* SHORT PROBLEM
Using the records below, copy out exactly the line that contains "Where can you find the tomato" and every line that follows it, up to and including the last, and no others.
--- Start DATA SHOWN ---
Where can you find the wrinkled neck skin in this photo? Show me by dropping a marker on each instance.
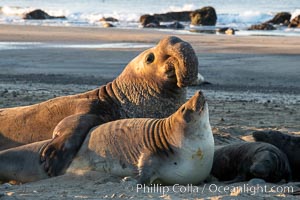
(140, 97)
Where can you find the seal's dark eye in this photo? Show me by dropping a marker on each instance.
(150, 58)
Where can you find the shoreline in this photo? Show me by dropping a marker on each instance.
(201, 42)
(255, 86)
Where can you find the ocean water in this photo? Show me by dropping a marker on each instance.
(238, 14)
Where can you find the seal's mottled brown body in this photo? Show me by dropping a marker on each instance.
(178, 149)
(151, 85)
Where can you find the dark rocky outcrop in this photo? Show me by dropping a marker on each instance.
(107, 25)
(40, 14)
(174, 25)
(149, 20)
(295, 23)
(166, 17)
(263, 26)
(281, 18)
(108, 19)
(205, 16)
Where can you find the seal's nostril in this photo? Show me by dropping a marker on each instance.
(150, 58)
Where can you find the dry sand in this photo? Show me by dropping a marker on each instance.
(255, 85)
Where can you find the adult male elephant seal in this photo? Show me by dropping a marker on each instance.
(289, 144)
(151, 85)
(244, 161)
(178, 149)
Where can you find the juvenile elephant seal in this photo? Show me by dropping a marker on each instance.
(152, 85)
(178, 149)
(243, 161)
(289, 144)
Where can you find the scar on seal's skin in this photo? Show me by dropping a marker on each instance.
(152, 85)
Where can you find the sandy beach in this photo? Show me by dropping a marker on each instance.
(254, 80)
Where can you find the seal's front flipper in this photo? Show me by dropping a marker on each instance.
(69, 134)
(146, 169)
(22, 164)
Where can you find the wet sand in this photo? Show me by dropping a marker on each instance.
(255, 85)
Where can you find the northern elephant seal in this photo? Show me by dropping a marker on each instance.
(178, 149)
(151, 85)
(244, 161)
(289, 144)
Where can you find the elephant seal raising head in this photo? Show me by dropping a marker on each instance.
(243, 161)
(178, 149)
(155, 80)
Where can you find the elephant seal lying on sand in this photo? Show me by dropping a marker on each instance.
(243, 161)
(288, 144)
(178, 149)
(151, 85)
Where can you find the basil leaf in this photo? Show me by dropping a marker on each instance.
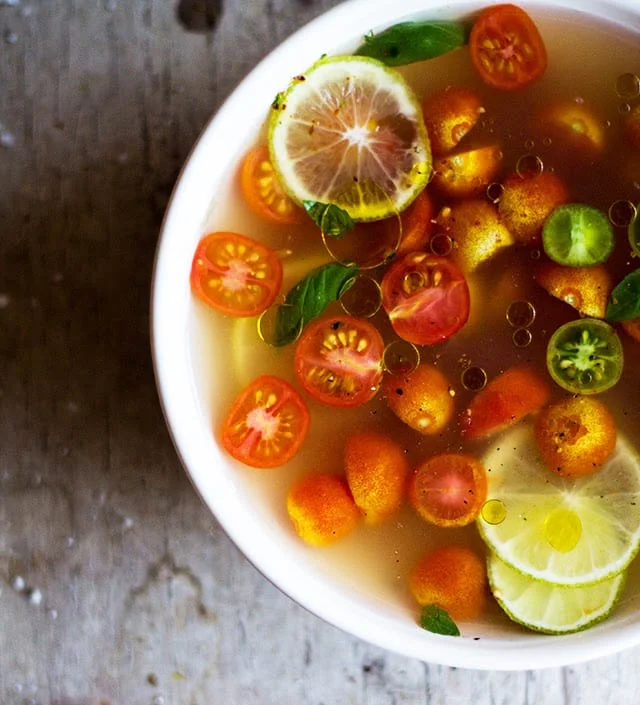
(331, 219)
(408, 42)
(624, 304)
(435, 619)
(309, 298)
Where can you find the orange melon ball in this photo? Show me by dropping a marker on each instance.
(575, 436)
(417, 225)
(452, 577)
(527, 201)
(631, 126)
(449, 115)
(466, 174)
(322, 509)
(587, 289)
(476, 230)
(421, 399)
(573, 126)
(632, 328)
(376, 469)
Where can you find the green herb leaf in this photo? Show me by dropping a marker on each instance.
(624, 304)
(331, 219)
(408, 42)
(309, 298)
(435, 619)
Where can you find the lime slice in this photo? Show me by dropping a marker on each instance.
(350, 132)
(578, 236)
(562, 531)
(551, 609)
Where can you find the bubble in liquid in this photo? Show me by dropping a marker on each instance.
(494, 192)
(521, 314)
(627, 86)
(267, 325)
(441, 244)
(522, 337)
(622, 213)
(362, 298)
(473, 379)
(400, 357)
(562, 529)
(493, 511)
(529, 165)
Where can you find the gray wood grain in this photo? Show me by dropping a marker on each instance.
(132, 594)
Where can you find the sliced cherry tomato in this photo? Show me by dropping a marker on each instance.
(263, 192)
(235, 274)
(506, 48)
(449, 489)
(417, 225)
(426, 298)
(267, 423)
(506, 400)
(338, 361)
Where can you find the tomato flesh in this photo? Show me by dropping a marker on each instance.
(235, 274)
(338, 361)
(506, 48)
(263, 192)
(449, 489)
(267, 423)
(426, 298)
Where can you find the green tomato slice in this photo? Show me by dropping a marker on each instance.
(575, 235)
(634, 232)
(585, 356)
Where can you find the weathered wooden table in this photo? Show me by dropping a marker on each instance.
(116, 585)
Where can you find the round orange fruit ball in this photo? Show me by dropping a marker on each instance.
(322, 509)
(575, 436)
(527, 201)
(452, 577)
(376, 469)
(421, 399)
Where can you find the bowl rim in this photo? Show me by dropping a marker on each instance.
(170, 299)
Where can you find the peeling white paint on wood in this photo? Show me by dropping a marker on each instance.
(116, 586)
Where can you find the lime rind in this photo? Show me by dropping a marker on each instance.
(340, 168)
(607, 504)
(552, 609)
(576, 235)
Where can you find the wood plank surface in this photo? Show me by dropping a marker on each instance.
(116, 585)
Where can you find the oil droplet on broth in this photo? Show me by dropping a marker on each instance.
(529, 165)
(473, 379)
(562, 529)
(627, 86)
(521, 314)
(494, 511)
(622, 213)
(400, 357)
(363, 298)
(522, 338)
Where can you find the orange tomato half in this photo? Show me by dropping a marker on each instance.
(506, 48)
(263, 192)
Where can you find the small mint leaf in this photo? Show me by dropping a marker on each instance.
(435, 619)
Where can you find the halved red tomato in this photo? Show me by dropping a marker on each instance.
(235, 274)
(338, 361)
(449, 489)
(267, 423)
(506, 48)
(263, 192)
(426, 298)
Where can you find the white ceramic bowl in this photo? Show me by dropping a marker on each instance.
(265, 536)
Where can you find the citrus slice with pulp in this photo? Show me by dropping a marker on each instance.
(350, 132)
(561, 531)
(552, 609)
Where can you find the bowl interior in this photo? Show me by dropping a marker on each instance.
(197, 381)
--- End DATA SHOWN ---
* OUTPUT FOR THIS EXERCISE
Where can you find the tomato flesh in this photo? Show me by dropping a marker on each instance.
(235, 274)
(338, 361)
(506, 48)
(263, 192)
(449, 489)
(267, 423)
(426, 298)
Where can you find the green tomato slice in this photo? Show me by dropping a marker on each instance.
(575, 235)
(634, 232)
(585, 356)
Where can you find the weathered wooden table in this photo? Show me by dropping a marker on each instance.
(116, 585)
Where can you find the round orange fruit ball in this photo? Show me by dropping a marker on each instance.
(322, 509)
(575, 436)
(527, 201)
(452, 577)
(376, 469)
(421, 399)
Where can you find the bowl rim in this photo? Show me by dropping a marker on each instance.
(170, 299)
Where can you find the peeling white paint on wood in this photo? Show me by dropping a marker on each instance.
(116, 586)
Where can you find the lime rind in this photo? Show me by dropping a marker on each instance.
(340, 168)
(607, 504)
(552, 609)
(576, 235)
Where can you find the wood plank surface in this photo? Show me by dropping a marker on each instance.
(116, 585)
Where can you find the oil droplet on broth in this photo? Show me by dropping a marker on each instance.
(529, 165)
(473, 379)
(562, 529)
(627, 86)
(521, 314)
(494, 511)
(622, 213)
(400, 357)
(363, 298)
(522, 338)
Where can you find the orange tomato half in this photo? Show me by dropping a marker on each instance.
(506, 48)
(263, 192)
Where can you find the small mint leaf in this photo? Show me by dropping a marker on each instance.
(435, 619)
Where can you find the halved red tomato in this photo? Show me by dropping a marker on each instance.
(235, 274)
(338, 361)
(449, 489)
(267, 423)
(506, 48)
(263, 192)
(426, 298)
Where can you find the white ceramic bowl in this photo? Show me by dropping a marker on each instance.
(265, 536)
Where can you find the citrus slice with pulp in this photo? Show me by dropping a marker on each instance.
(350, 132)
(561, 531)
(552, 609)
Where can you find the bowl interior in this photo? Show me by dropping a marker on each instance.
(197, 381)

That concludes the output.